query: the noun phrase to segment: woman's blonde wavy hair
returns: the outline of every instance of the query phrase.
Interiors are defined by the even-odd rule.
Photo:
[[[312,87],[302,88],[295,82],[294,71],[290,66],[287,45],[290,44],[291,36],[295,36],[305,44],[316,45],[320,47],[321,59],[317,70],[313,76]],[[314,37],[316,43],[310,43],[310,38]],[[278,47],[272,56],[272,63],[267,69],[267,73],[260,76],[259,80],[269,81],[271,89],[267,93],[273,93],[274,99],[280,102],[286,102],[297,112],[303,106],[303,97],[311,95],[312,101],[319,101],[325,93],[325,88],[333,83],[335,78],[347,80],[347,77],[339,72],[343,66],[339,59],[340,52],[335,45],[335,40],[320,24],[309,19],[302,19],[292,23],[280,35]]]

+ + +

EXERCISE PROMPT – The expected output is a verbatim retyping of each line from the one with "returns: the outline" to the end of the listing above, with both end lines kept and nothing added.

ANSWER TO THE EXERCISE –
returns: the outline of every instance of the query phrase.
Interiors are defined by the even-odd rule.
Photo:
[[[312,87],[302,88],[295,82],[294,71],[290,66],[287,45],[290,44],[291,36],[295,36],[305,44],[316,45],[320,47],[321,59],[317,70],[313,76]],[[314,37],[316,43],[310,43],[310,38]],[[278,47],[272,56],[272,63],[267,69],[267,73],[260,76],[259,80],[269,81],[271,89],[267,93],[273,93],[274,99],[280,102],[286,102],[297,112],[303,106],[303,97],[311,95],[312,101],[319,101],[325,93],[325,88],[333,83],[335,78],[347,80],[347,77],[339,72],[343,66],[339,59],[340,52],[335,45],[335,40],[320,24],[309,19],[302,19],[292,23],[280,35]]]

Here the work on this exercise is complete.